(Task prompt) Exact copies of all the lines below are wanted, without a single picture.

(Extracted information)
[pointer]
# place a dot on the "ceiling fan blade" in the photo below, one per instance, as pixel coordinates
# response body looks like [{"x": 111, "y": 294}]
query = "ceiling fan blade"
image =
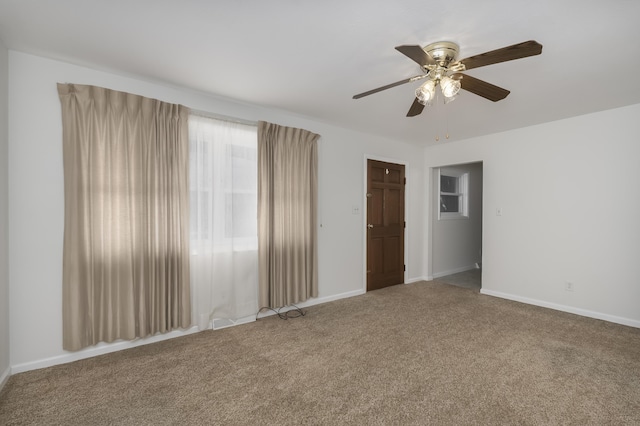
[
  {"x": 389, "y": 86},
  {"x": 416, "y": 108},
  {"x": 509, "y": 53},
  {"x": 416, "y": 53},
  {"x": 481, "y": 88}
]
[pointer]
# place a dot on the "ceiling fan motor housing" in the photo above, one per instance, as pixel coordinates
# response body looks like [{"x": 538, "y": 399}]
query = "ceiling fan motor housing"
[{"x": 443, "y": 52}]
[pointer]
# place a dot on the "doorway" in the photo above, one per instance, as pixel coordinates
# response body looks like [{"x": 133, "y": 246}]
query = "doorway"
[{"x": 385, "y": 224}]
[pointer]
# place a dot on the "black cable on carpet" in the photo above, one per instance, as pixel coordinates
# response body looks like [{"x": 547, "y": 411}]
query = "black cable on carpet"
[{"x": 292, "y": 313}]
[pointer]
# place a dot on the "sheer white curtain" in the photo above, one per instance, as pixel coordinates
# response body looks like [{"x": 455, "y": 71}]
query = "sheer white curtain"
[{"x": 224, "y": 246}]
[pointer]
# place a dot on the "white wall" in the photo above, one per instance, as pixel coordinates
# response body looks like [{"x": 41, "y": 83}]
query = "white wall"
[
  {"x": 4, "y": 217},
  {"x": 456, "y": 243},
  {"x": 569, "y": 195},
  {"x": 36, "y": 207}
]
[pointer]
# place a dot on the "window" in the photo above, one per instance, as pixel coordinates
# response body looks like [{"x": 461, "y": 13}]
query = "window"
[
  {"x": 223, "y": 183},
  {"x": 453, "y": 187}
]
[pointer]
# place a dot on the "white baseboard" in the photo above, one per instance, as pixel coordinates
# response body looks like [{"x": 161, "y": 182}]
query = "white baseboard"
[
  {"x": 564, "y": 308},
  {"x": 4, "y": 377},
  {"x": 454, "y": 271},
  {"x": 104, "y": 348},
  {"x": 99, "y": 349}
]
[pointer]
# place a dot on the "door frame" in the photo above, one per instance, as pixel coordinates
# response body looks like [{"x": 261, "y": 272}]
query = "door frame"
[
  {"x": 432, "y": 212},
  {"x": 363, "y": 200}
]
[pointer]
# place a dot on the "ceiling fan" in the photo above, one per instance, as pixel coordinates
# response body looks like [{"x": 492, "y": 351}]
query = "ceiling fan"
[{"x": 440, "y": 68}]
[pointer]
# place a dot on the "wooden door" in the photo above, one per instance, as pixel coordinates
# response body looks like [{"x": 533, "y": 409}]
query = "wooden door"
[{"x": 385, "y": 224}]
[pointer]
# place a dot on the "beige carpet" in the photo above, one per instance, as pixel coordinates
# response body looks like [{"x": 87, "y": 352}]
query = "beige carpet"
[{"x": 424, "y": 353}]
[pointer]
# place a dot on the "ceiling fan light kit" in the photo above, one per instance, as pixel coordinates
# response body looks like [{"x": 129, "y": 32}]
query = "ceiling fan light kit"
[{"x": 440, "y": 66}]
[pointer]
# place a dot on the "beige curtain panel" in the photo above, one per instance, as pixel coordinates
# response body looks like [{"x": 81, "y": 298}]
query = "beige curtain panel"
[
  {"x": 287, "y": 215},
  {"x": 126, "y": 230}
]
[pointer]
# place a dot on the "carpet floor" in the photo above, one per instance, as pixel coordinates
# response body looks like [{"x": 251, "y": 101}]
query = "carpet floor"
[{"x": 423, "y": 353}]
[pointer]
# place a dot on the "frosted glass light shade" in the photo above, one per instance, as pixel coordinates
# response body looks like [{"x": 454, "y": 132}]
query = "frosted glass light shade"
[
  {"x": 426, "y": 92},
  {"x": 449, "y": 86}
]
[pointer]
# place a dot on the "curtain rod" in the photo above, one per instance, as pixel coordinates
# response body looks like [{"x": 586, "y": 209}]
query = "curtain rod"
[{"x": 222, "y": 117}]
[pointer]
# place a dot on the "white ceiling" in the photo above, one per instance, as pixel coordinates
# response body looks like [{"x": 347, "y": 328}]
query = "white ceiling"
[{"x": 311, "y": 57}]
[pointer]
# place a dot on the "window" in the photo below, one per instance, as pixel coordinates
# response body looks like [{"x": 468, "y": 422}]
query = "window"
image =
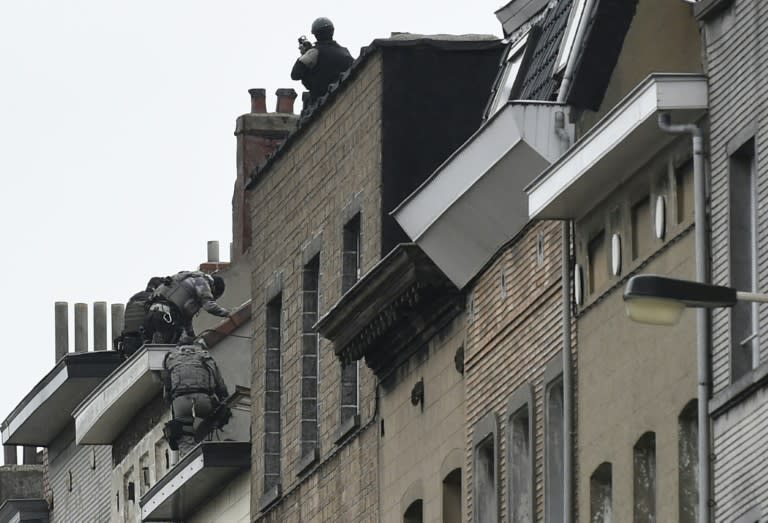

(Task response)
[pointer]
# place a dot on the "ceiling fan blade" in the photo below, one per instance, as pixel coordinates
# response body looks like [{"x": 111, "y": 294}]
query = "ceiling fan blade"
image =
[
  {"x": 389, "y": 86},
  {"x": 416, "y": 108},
  {"x": 509, "y": 53},
  {"x": 416, "y": 53},
  {"x": 481, "y": 88}
]
[pointer]
# place a dot on the "ceiling fan motor housing" in the photo above, one per instance, as pixel coordinates
# response body looks like [{"x": 538, "y": 399}]
query = "ceiling fan motor housing"
[{"x": 443, "y": 52}]
[pointer]
# place a dot on the "doorway" in the photo above, one per instance, as pixel coordinates
# response body looks like [{"x": 133, "y": 246}]
query = "doorway"
[{"x": 385, "y": 224}]
[pointer]
# place a dot on the "black cable on carpet" in the photo above, one per instance, as pixel coordinates
# response body looks like [{"x": 547, "y": 411}]
query = "black cable on carpet"
[{"x": 292, "y": 313}]
[pointer]
# place a dot on the "sheer white curtain" in the photo above, one per instance, as pixel coordinates
# response body looks like [{"x": 455, "y": 71}]
query = "sheer white curtain"
[{"x": 224, "y": 246}]
[pointer]
# place a dot on the "white wall" in the photo above, one per instance, as pixel coordinates
# response body looks like [{"x": 41, "y": 83}]
query = "white wall"
[
  {"x": 4, "y": 217},
  {"x": 456, "y": 243},
  {"x": 569, "y": 195},
  {"x": 36, "y": 207}
]
[pointer]
# place a dot on the "window" in the photo above, one per instance, as pixel coordinates
# response body looks like [{"x": 461, "y": 13}]
query = "window"
[
  {"x": 223, "y": 183},
  {"x": 453, "y": 187}
]
[pointer]
# place a dot on the "white baseboard" in the photo above, one per instance, as pixel coordinates
# response body looks like [{"x": 161, "y": 182}]
query = "white baseboard"
[
  {"x": 564, "y": 308},
  {"x": 4, "y": 377},
  {"x": 454, "y": 271},
  {"x": 104, "y": 348},
  {"x": 99, "y": 349}
]
[pointer]
# place a dot on the "door frame" in the photo above, one per instance, as pixel coordinates
# response body looks like [{"x": 261, "y": 272}]
query = "door frame"
[
  {"x": 432, "y": 212},
  {"x": 363, "y": 200}
]
[pointer]
# place a dot on the "ceiling fan" in the photo above, one per instance, as pixel coordinates
# response body looks like [{"x": 492, "y": 351}]
query = "ceiling fan"
[{"x": 440, "y": 68}]
[pointer]
# place a dot on the "wooden door" in the photo above, one per instance, as pixel coordinates
# response body looks like [{"x": 533, "y": 409}]
query = "wooden door"
[{"x": 385, "y": 224}]
[pointer]
# place a dot on the "beige carpet" in the photo above, one per instance, as pixel coordinates
# response body looks like [{"x": 87, "y": 352}]
query = "beige carpet"
[{"x": 424, "y": 353}]
[pointer]
# place a dot on the "ceiling fan light kit" in the photo above, one per instance, as pixel coordinates
# response body looks like [{"x": 129, "y": 32}]
query = "ceiling fan light kit"
[{"x": 440, "y": 66}]
[pointer]
# place a dot on the "beige curtain panel" in the photo above, one per instance, as pixel coordinates
# response body looks like [{"x": 81, "y": 298}]
query = "beige curtain panel"
[
  {"x": 287, "y": 215},
  {"x": 126, "y": 230}
]
[pointer]
# place a dot on the "carpet floor" in the photo above, one per instance, as pixel coordinates
# response body looks like [{"x": 251, "y": 101}]
query = "carpet floor"
[{"x": 423, "y": 353}]
[pointer]
# place a dot on the "frosted glass light shade" in the photo above, one per instance, as pixel coordinates
# response body looks like [{"x": 454, "y": 132}]
query = "frosted glass light shade"
[
  {"x": 426, "y": 92},
  {"x": 449, "y": 86}
]
[pointer]
# place a dot on the "curtain rod" in the photo above, one per instance, as pixel coordinates
# response body looks like [{"x": 586, "y": 209}]
query = "curtain rod"
[{"x": 222, "y": 117}]
[pointer]
# place a dot on the "white ceiling" in the photo above, one per instance, as pixel coordinates
# response body looks like [{"x": 347, "y": 328}]
query = "white ceiling"
[{"x": 311, "y": 57}]
[pointer]
# place a dot on the "window" in the photo below, one per instance, as pixel coordinates
# response body looks like [{"x": 468, "y": 422}]
query = "window"
image =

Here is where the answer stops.